══ Given information

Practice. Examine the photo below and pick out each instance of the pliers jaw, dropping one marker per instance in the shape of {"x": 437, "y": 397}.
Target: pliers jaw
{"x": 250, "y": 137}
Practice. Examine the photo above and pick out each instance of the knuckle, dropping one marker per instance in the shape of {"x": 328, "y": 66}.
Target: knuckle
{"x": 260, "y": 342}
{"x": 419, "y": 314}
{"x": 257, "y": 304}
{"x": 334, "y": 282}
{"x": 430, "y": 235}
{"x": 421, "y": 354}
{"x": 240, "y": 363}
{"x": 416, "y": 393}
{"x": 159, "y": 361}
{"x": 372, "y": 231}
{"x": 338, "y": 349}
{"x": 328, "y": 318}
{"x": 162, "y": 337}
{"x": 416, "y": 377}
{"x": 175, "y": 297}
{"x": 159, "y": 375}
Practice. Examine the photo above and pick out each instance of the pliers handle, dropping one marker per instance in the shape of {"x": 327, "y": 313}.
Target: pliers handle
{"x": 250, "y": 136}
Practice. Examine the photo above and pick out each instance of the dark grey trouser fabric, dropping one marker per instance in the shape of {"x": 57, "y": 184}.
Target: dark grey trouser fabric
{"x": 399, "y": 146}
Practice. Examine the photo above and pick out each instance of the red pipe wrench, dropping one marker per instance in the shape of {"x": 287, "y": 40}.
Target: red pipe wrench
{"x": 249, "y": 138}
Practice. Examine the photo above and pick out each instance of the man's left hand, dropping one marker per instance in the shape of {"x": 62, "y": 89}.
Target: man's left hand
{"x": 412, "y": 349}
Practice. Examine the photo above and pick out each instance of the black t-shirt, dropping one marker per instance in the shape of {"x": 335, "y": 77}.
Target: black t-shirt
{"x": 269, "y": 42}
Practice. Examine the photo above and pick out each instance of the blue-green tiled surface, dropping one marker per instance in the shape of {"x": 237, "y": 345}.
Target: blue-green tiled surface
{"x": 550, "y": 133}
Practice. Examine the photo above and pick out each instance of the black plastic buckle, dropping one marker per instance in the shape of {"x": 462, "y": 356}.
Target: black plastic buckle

════

Looking at the data above, say how many lines include the string "buckle" and add nothing.

* Exercise response
2